#### [GIVEN REQUEST]
The output should consist solely of the line containing "Task: set one pin on each instance of the seated" and the lines that follow it through the end of the data below.

#### [DATASET EXCERPTS]
** START **

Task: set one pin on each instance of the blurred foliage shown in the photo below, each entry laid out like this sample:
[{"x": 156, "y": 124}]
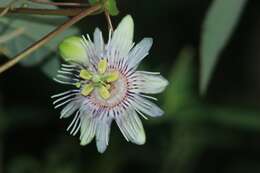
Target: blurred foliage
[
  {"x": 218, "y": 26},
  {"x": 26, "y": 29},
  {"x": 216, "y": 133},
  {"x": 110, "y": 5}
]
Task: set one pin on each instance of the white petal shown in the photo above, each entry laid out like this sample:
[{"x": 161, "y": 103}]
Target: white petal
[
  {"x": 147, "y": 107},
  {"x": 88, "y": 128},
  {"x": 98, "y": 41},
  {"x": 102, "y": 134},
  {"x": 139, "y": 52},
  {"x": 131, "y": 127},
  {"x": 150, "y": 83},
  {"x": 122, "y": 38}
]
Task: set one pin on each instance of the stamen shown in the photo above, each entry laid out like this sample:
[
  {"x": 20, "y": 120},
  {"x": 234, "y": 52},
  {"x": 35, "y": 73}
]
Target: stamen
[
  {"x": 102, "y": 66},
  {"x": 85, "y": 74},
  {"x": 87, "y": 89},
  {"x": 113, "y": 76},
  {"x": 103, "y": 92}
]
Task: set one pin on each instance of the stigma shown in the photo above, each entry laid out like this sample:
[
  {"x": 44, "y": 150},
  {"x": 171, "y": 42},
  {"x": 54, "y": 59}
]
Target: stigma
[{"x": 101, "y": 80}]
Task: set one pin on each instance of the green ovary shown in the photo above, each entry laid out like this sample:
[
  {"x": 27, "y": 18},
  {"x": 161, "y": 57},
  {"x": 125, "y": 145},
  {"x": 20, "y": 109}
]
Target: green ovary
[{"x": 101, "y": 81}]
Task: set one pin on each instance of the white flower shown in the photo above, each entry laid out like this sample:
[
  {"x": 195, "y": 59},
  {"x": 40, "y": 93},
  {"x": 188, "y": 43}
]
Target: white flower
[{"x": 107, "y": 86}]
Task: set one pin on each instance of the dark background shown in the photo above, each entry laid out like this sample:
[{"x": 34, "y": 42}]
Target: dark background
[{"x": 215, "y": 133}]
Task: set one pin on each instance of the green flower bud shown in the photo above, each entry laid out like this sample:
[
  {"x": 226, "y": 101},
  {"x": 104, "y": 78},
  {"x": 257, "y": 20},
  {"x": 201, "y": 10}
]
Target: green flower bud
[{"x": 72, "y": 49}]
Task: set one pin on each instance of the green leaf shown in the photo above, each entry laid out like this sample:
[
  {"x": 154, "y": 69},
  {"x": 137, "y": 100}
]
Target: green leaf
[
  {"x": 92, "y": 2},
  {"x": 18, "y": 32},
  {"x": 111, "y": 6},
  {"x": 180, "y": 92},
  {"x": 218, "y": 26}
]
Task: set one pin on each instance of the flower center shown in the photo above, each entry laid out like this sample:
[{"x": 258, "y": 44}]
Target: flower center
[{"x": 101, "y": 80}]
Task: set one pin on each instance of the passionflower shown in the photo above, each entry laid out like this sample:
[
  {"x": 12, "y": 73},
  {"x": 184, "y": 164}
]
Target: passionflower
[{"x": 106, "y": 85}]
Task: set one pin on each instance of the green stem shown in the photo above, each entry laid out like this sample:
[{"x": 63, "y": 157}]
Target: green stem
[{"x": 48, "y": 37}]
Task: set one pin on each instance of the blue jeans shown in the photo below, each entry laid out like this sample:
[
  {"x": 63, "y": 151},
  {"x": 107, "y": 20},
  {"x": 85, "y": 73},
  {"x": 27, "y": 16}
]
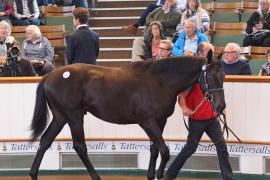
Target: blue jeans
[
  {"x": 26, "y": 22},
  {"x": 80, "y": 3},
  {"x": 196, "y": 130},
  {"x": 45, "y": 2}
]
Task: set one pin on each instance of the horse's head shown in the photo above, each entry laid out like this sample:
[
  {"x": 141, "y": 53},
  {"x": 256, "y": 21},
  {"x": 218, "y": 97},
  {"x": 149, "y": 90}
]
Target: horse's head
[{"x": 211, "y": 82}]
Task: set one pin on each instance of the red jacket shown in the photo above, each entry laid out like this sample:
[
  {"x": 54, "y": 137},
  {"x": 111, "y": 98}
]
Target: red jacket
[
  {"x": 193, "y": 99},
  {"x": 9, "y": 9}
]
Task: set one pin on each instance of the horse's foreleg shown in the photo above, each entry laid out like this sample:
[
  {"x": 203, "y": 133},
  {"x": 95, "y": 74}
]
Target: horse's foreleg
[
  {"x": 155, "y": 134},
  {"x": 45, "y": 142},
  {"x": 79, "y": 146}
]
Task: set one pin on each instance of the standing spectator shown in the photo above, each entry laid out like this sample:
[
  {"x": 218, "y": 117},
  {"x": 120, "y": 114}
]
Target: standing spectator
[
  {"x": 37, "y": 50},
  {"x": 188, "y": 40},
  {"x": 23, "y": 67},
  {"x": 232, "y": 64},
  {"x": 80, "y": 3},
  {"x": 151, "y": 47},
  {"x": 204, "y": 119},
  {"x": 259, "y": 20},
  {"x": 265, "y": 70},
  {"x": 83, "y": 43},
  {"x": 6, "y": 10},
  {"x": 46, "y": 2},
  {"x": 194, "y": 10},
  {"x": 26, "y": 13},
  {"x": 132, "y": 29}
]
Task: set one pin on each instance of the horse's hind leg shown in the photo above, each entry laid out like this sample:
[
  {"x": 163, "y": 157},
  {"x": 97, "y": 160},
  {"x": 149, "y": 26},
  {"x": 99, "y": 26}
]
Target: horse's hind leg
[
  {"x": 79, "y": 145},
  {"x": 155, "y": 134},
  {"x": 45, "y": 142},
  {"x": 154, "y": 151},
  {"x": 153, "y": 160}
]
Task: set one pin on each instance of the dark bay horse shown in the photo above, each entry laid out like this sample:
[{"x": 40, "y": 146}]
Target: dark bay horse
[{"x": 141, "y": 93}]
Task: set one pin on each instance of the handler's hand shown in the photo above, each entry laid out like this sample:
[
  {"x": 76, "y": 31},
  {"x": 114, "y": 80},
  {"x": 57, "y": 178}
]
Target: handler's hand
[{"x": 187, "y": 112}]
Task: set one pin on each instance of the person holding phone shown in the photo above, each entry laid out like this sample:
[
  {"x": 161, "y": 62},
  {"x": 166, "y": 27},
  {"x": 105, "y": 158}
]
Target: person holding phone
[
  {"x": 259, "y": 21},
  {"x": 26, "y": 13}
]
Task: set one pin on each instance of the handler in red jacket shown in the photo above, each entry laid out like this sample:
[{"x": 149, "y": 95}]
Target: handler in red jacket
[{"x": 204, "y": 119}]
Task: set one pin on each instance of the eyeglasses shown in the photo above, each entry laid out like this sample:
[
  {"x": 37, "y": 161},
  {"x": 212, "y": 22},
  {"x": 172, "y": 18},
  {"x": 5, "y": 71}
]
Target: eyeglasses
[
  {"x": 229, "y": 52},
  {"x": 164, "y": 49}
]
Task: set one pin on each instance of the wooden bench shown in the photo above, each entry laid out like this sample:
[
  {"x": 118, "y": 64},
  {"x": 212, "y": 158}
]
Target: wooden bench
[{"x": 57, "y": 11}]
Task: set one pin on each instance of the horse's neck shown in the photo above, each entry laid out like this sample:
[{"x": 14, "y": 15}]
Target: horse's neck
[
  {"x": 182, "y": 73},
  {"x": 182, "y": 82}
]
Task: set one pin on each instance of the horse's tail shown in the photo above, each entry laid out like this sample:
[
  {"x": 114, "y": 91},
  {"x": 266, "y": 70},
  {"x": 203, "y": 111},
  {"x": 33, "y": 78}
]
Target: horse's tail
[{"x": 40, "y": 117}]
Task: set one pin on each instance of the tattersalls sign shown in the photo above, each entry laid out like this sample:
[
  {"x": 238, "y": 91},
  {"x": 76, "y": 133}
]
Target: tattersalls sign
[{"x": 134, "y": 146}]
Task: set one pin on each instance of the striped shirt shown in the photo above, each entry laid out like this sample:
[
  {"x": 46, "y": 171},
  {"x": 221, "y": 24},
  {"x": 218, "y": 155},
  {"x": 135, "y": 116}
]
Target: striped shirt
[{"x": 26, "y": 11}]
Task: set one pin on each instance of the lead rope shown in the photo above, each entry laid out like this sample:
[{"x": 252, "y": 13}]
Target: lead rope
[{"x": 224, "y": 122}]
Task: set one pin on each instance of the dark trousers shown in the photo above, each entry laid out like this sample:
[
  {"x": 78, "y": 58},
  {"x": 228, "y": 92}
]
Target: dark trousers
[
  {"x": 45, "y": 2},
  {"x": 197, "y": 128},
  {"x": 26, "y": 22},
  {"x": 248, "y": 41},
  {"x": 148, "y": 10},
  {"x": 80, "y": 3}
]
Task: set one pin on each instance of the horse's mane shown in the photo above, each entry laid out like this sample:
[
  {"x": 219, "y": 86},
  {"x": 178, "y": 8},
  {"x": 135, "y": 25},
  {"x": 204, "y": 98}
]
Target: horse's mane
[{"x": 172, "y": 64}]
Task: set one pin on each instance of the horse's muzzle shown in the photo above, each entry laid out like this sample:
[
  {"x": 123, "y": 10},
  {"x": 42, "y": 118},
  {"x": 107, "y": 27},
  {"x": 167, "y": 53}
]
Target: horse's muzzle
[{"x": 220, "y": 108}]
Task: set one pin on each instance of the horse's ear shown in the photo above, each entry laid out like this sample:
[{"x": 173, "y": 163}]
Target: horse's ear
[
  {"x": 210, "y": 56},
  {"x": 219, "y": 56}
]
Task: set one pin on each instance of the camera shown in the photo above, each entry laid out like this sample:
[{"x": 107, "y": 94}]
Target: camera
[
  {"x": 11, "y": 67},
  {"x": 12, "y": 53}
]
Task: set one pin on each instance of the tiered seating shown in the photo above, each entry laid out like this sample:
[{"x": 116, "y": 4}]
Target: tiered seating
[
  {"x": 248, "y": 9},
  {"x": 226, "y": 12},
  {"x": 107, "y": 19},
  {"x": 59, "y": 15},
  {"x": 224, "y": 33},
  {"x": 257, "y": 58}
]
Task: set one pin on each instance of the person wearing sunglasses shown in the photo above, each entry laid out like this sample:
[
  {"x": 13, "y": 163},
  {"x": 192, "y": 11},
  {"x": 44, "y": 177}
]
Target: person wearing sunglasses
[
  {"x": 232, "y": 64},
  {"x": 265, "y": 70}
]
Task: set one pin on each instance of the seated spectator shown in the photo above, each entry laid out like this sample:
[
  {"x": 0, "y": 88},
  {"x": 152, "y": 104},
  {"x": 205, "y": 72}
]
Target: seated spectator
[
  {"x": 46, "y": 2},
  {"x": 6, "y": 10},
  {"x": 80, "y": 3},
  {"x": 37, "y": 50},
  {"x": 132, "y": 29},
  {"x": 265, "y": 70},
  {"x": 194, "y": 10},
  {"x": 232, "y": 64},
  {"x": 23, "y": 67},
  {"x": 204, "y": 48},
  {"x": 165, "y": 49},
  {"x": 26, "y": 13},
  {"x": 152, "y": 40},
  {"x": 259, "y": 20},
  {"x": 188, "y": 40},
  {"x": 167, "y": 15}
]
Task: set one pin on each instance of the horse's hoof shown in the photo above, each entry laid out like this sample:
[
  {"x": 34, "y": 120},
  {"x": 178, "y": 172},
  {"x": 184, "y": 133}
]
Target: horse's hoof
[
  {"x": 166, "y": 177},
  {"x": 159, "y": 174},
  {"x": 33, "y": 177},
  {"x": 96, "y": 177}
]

** END **

#### [EXPECTED OUTPUT]
Task: set one pin on each instance of the seated spectator shown in the photo above, each entry laid out like this sample:
[
  {"x": 0, "y": 88},
  {"x": 152, "y": 104},
  {"x": 205, "y": 72}
]
Target: seated spectator
[
  {"x": 46, "y": 2},
  {"x": 6, "y": 10},
  {"x": 80, "y": 3},
  {"x": 37, "y": 50},
  {"x": 132, "y": 29},
  {"x": 265, "y": 70},
  {"x": 194, "y": 10},
  {"x": 232, "y": 64},
  {"x": 23, "y": 67},
  {"x": 204, "y": 48},
  {"x": 165, "y": 49},
  {"x": 26, "y": 13},
  {"x": 152, "y": 40},
  {"x": 259, "y": 20},
  {"x": 188, "y": 40},
  {"x": 167, "y": 15}
]
Task: set one pin on each instance of the horse's hoof shown in the photo above, each entry laid out like this sample:
[
  {"x": 34, "y": 120},
  {"x": 178, "y": 172},
  {"x": 184, "y": 133}
]
Target: horse's hoof
[
  {"x": 166, "y": 177},
  {"x": 159, "y": 174},
  {"x": 33, "y": 177},
  {"x": 96, "y": 177}
]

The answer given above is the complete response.